(STATED TASK):
Copy the following lines word for word, omitting the pictures.

** start of RECORDS SUPPLIED **

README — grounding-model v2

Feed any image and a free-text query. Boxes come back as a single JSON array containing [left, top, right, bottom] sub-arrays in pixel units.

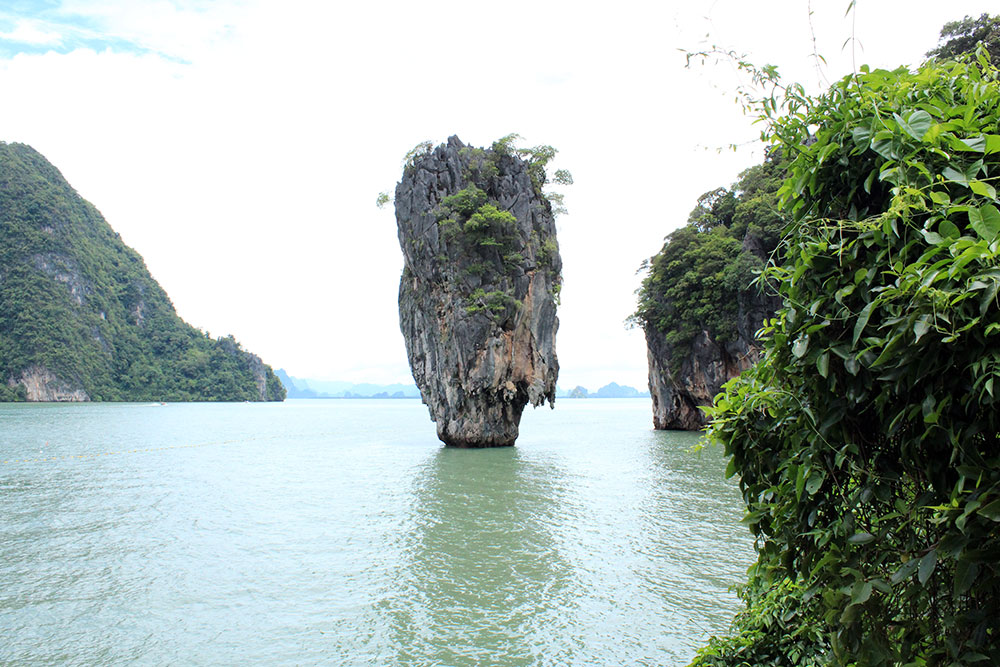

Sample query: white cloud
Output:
[[0, 0, 986, 389], [0, 20, 62, 46]]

** end of RECORDS SUPPLIED **

(FINAL RESULT):
README — grounding-model v2

Feed any image and a free-text query. Boxes come back as a single JSON array containing [left, top, right, bottom] sub-arrays in pixel units.


Sample query: white cloud
Output:
[[0, 0, 986, 389], [0, 20, 62, 46]]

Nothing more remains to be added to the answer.